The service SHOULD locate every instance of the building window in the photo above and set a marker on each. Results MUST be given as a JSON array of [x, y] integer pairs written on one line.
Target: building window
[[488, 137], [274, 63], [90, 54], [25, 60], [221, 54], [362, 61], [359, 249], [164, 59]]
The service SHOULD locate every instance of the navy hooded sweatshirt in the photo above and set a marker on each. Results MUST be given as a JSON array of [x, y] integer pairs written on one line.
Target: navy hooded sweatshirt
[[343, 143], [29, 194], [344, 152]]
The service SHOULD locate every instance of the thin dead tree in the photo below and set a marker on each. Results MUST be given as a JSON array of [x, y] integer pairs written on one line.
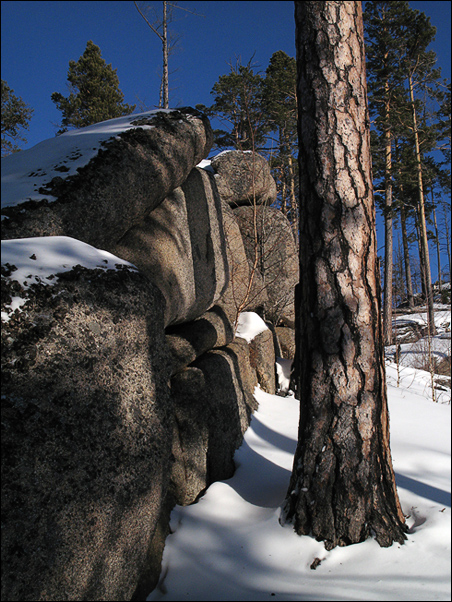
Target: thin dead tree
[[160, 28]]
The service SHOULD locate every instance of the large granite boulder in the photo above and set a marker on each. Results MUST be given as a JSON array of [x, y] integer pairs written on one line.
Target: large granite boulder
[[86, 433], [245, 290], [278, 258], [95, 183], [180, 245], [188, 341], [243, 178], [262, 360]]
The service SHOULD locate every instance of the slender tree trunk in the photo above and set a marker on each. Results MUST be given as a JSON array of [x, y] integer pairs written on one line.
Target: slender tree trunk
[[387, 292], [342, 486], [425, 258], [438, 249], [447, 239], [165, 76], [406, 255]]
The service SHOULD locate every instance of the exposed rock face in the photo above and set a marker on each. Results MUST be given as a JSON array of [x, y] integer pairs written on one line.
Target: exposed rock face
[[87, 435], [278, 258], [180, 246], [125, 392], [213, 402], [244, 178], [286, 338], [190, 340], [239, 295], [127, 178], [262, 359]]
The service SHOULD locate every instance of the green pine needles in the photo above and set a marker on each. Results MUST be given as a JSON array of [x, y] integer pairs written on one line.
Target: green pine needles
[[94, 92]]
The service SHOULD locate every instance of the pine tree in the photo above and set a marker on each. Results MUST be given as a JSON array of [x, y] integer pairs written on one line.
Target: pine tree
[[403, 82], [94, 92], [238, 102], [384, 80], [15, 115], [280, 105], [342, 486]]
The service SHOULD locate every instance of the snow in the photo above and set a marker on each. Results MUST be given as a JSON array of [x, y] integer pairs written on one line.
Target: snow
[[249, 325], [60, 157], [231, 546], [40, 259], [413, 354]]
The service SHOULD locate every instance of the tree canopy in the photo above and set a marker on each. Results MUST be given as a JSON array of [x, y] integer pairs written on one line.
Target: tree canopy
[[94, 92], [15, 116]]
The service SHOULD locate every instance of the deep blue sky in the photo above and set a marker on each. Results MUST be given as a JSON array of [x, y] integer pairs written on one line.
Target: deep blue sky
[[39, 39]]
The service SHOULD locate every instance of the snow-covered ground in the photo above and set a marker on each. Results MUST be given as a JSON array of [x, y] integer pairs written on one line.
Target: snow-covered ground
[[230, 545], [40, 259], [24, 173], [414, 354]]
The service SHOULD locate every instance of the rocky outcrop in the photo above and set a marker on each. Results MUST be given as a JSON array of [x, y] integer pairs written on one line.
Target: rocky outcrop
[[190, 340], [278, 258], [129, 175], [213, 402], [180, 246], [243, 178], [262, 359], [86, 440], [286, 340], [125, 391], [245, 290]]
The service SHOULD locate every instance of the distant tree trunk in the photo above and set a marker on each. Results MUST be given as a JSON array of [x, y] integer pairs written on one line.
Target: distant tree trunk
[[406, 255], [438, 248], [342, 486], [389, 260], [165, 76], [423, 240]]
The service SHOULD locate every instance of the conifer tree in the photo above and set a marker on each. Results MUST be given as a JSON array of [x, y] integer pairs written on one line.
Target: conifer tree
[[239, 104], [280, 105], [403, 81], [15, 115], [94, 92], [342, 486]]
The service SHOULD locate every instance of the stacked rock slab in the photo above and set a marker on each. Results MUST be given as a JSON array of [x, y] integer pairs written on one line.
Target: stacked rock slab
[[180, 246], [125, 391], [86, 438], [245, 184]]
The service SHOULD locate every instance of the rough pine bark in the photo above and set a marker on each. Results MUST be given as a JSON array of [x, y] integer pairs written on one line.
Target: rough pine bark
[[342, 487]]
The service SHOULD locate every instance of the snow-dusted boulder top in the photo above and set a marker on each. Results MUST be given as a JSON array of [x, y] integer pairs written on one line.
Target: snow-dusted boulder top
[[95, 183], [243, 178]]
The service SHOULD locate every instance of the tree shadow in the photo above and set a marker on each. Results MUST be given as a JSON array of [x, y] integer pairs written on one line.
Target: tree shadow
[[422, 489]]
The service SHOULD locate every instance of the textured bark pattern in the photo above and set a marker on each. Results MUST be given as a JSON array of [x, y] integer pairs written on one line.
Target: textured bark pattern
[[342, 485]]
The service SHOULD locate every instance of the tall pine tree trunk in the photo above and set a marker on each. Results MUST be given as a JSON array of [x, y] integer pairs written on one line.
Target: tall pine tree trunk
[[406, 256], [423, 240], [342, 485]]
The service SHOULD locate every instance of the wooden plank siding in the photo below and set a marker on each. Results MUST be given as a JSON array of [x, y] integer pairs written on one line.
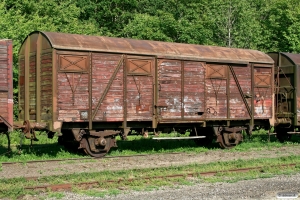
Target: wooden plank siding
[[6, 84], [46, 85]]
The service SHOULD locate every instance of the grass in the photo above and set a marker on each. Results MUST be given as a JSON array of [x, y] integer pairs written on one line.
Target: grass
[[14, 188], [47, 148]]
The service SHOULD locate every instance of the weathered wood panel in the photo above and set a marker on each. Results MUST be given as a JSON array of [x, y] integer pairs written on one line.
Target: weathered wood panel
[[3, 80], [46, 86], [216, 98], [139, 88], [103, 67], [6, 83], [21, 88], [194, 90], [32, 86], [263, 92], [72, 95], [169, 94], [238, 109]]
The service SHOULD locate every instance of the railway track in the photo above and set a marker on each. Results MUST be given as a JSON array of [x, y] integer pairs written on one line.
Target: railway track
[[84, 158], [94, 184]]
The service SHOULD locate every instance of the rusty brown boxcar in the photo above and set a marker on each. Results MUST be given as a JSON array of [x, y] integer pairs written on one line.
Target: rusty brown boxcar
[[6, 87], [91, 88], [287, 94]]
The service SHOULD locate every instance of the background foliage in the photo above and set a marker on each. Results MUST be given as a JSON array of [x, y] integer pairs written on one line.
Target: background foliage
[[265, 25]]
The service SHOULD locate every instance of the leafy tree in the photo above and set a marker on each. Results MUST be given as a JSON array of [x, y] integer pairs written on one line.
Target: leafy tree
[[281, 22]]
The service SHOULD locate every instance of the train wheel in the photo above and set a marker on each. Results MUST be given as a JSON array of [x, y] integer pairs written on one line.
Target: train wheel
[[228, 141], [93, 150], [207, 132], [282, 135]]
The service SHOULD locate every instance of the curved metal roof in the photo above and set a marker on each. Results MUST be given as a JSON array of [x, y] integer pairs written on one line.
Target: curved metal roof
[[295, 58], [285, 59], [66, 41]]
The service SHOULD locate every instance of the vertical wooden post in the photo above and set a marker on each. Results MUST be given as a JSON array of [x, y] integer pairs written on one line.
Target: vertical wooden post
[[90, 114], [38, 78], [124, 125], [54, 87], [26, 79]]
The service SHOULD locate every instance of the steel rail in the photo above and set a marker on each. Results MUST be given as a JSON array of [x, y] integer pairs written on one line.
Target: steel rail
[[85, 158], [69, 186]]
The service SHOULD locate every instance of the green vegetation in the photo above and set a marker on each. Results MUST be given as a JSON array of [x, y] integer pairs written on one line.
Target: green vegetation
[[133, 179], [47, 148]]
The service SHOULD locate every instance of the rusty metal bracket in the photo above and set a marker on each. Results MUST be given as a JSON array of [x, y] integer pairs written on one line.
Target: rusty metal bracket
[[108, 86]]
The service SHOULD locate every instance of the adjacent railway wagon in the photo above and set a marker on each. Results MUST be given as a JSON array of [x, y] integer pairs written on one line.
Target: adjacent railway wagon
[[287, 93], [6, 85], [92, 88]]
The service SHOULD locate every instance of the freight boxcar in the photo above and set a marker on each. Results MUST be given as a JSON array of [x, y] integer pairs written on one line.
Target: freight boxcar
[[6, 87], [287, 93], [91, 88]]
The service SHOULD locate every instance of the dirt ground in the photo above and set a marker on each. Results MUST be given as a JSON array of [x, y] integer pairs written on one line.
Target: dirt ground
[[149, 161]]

** What you have to do **
Starting at the line containing "The service SHOULD locate every instance of the freight" and ending with the last of the entries, set out those entries as a two-column CSV with the header entry_text,answer. Give one row per entry, put its text and its answer each in a single quoted field, and replace any line breaks with spaces.

** Reply **
entry_text,answer
"The service SHOULD locate every instance of the freight boxcar in the photo above and set a marker on each. Results MUST be given as a JSON array of [x, y] integer pairs written on one line. Target: freight boxcar","[[6, 87], [287, 93], [91, 88]]"
"The service SHOULD locate every instance of the dirt ground in the photo above and set a marker on each. Results MUST be given as a JSON array of [x, y] integer pairs written on one line. Target: dirt ground","[[149, 161]]"